Exercise instructions> Could you print the material below word for word, omitting the pictures?

Excerpted records>
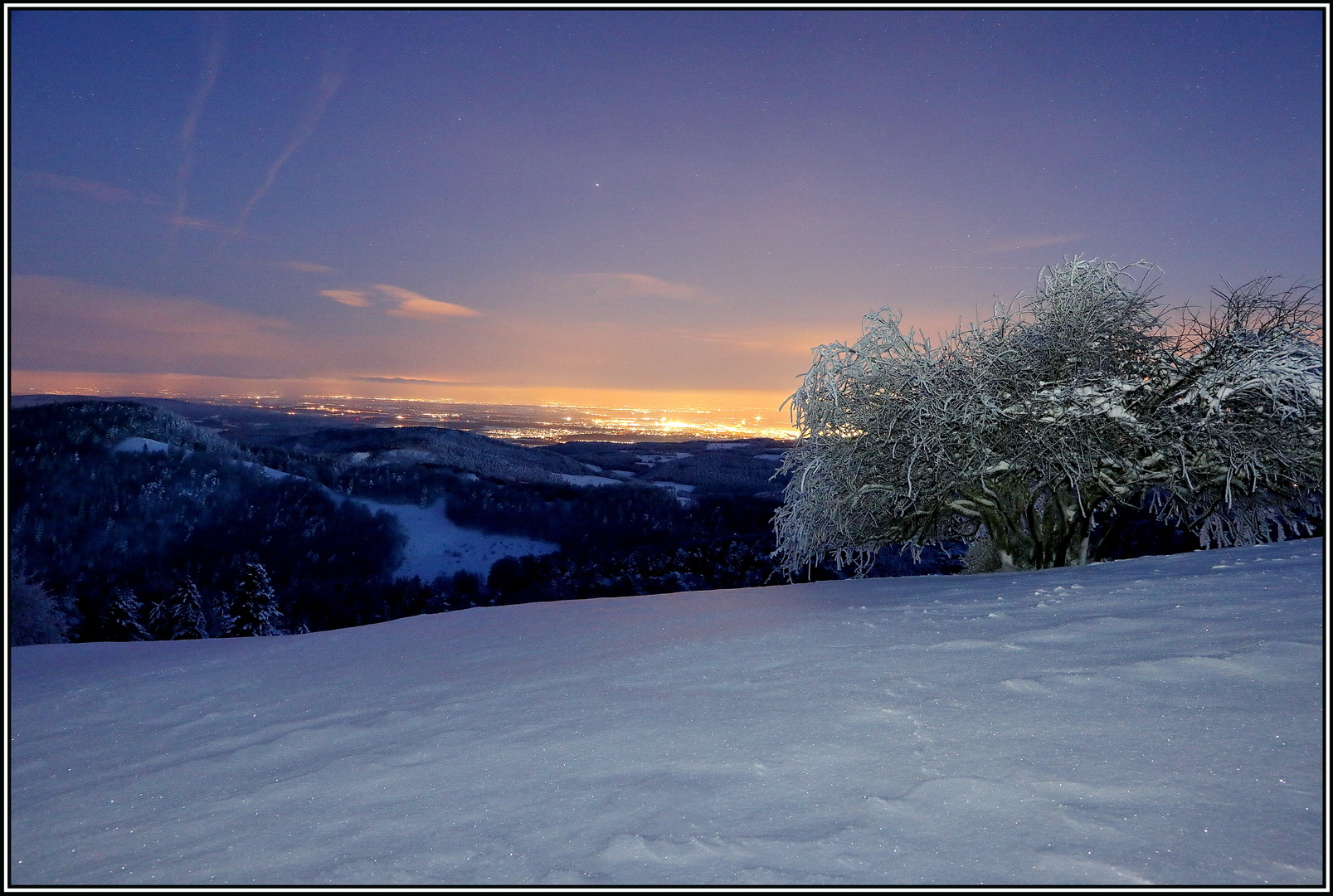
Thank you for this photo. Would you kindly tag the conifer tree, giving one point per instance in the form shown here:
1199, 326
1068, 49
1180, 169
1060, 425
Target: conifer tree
255, 611
184, 614
122, 621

Final result>
Thank you for this photo. Would you kindly tag the conifer tree, giving one point per instance in the form shown here:
1199, 326
1068, 49
1180, 169
1060, 425
Target: conifer tree
255, 611
184, 614
122, 621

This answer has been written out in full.